How many lines of the data below contain the string "pant"? Case matters. Reply with the number alone.
[Start of EXTRACTED INFORMATION]
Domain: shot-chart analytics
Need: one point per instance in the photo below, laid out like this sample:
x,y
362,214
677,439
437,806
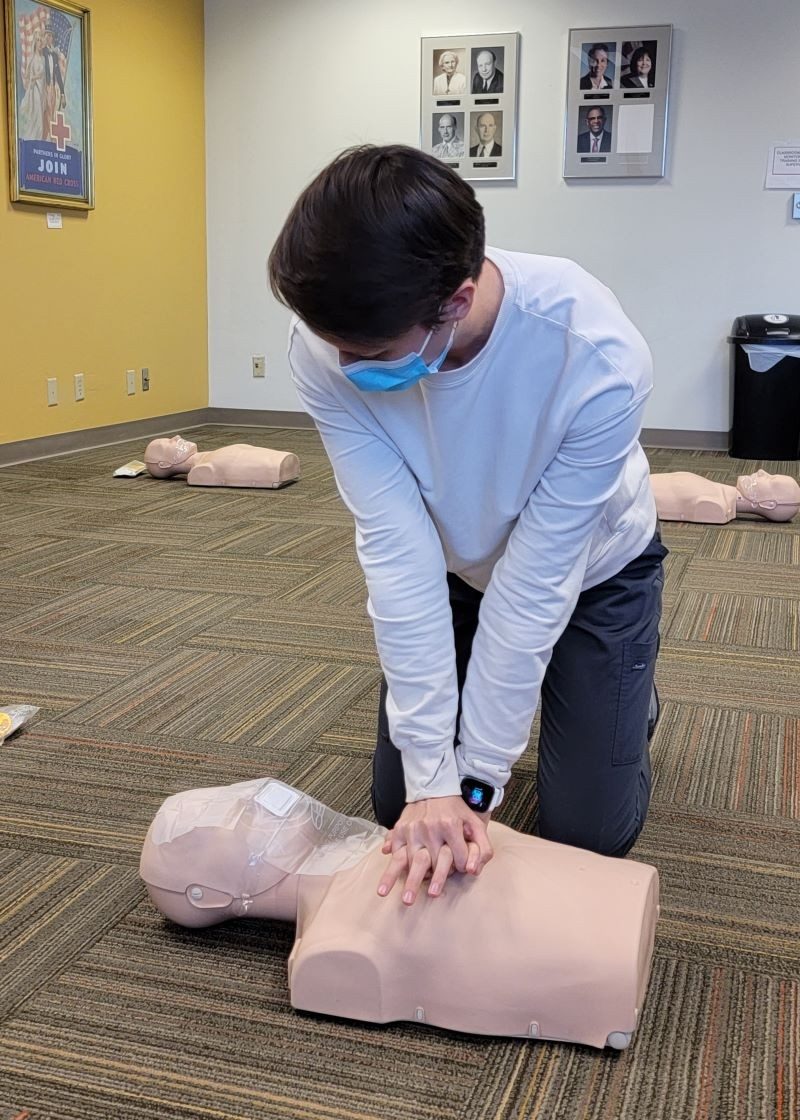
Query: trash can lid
x,y
772,327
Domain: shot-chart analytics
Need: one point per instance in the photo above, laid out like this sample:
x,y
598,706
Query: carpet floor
x,y
177,637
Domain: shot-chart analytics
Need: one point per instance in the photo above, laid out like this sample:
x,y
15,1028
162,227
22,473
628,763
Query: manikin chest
x,y
549,942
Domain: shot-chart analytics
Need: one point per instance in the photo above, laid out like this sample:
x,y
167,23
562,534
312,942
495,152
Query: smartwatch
x,y
480,795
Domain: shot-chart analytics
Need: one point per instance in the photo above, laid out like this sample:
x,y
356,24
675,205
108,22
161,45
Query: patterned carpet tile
x,y
61,679
736,678
696,766
288,630
16,600
749,544
92,795
130,528
148,1019
130,616
735,578
296,539
164,1011
52,910
229,697
334,585
184,571
63,562
735,619
166,502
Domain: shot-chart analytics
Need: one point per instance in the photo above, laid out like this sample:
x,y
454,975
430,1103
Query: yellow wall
x,y
122,286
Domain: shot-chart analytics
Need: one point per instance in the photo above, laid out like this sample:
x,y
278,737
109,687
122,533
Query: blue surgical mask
x,y
400,373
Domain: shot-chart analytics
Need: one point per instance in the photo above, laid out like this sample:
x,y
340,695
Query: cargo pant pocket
x,y
633,701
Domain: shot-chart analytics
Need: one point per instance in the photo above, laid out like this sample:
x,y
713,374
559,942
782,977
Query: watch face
x,y
477,794
475,798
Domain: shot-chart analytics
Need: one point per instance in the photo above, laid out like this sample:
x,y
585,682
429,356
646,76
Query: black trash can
x,y
766,392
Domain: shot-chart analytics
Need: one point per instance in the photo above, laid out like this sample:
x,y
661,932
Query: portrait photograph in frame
x,y
617,92
468,98
49,103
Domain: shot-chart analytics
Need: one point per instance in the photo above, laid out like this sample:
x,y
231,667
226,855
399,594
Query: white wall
x,y
289,83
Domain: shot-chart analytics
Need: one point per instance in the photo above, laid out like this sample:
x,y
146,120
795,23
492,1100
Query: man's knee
x,y
598,834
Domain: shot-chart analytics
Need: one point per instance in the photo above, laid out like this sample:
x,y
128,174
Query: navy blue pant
x,y
594,762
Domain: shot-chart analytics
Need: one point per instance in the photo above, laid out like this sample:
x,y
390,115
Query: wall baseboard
x,y
45,447
686,439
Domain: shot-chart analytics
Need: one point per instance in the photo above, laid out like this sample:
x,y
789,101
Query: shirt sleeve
x,y
535,586
401,556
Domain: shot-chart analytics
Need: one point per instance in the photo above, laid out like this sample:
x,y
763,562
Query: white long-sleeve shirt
x,y
521,473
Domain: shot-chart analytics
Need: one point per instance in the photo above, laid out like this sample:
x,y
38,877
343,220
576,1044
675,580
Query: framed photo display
x,y
468,103
49,103
617,84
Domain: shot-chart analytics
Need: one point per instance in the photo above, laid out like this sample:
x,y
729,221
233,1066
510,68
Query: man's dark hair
x,y
377,243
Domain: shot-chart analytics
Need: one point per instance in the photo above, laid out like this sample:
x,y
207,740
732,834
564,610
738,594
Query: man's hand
x,y
435,837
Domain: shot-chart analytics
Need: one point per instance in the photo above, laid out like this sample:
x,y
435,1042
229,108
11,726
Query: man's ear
x,y
458,305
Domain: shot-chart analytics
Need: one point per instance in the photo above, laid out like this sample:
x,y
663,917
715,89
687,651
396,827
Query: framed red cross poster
x,y
49,103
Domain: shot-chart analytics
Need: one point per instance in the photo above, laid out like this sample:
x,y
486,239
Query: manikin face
x,y
168,451
447,128
595,119
485,65
598,61
486,128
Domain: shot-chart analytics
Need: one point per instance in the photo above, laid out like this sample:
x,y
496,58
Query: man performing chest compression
x,y
481,410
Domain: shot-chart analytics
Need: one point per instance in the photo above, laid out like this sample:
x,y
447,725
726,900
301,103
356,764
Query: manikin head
x,y
384,245
165,456
228,851
775,497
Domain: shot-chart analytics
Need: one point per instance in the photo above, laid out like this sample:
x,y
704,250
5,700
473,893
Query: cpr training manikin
x,y
235,465
685,496
549,942
679,495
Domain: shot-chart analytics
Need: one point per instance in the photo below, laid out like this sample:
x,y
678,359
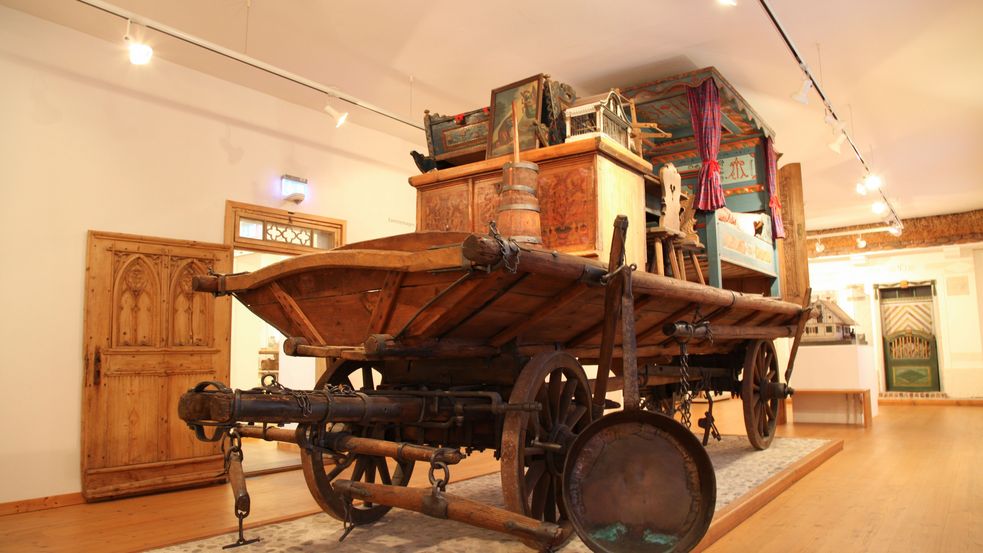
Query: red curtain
x,y
704,112
771,177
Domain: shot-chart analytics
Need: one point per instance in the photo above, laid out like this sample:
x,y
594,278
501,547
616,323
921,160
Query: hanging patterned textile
x,y
771,178
704,112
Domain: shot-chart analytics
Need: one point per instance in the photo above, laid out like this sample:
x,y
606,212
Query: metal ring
x,y
520,188
447,474
521,207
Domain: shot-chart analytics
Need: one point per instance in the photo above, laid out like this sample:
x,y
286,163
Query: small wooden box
x,y
583,186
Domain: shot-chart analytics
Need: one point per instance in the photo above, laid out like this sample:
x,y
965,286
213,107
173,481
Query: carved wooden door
x,y
148,339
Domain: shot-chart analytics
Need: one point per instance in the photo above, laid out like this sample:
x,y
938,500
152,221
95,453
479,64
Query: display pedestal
x,y
832,378
582,187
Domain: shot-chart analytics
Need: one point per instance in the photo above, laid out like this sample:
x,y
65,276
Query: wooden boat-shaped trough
x,y
439,344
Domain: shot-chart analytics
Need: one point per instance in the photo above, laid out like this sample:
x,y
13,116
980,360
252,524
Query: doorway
x,y
261,237
911,357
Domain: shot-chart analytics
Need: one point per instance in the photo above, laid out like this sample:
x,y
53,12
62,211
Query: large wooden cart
x,y
467,341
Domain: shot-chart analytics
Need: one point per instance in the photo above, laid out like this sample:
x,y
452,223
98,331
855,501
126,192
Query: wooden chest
x,y
583,186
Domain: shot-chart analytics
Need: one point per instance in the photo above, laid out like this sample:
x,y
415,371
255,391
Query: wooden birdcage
x,y
603,114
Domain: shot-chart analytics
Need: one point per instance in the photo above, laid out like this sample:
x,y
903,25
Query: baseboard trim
x,y
743,507
966,402
40,503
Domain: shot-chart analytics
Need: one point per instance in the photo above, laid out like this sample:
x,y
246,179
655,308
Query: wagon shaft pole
x,y
612,311
345,442
226,407
806,314
451,507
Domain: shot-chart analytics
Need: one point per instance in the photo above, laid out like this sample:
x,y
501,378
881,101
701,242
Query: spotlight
x,y
872,182
140,53
339,117
802,96
836,144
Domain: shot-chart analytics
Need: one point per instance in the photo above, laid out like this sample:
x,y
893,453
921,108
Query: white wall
x,y
957,272
90,142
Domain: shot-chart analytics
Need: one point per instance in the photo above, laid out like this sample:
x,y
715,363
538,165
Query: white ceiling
x,y
907,73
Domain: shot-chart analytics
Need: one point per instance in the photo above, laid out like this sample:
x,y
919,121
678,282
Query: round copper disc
x,y
636,481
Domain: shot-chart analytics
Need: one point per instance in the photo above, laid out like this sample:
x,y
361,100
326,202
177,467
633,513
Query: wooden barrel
x,y
518,208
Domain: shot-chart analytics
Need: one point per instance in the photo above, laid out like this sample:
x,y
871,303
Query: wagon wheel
x,y
321,467
535,445
758,393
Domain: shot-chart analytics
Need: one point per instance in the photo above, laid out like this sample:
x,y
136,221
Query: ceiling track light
x,y
802,96
244,59
813,83
339,117
140,53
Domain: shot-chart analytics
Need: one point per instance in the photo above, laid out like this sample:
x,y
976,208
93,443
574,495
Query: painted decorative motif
x,y
445,208
457,138
566,200
734,170
486,200
905,316
135,301
529,95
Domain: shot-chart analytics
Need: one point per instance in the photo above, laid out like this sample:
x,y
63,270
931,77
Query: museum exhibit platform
x,y
746,481
835,383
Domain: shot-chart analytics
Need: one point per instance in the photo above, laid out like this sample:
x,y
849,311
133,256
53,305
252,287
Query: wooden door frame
x,y
236,210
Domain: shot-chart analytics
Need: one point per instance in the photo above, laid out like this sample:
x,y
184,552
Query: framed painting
x,y
529,94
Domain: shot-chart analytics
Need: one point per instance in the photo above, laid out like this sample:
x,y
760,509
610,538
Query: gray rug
x,y
739,469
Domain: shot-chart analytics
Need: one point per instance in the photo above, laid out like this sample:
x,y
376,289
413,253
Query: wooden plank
x,y
593,332
458,303
295,314
656,329
547,308
388,295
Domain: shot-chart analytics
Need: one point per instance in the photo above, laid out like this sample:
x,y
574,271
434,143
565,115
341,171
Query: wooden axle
x,y
452,507
724,332
345,442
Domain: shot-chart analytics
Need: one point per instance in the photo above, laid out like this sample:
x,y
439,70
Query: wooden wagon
x,y
463,341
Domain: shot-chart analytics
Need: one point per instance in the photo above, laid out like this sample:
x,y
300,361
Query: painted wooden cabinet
x,y
583,186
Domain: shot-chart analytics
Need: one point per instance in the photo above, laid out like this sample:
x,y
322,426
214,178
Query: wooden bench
x,y
852,395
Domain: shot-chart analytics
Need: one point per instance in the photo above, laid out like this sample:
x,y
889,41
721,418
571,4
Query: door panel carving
x,y
148,339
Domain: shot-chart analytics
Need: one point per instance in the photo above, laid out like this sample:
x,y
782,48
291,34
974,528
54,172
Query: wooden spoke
x,y
383,468
573,418
537,471
565,398
531,474
760,370
545,416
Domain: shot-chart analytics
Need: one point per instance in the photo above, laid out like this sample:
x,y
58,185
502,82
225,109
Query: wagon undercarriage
[End of EXTRACTED INFORMATION]
- _ANSWER IN FULL_: 2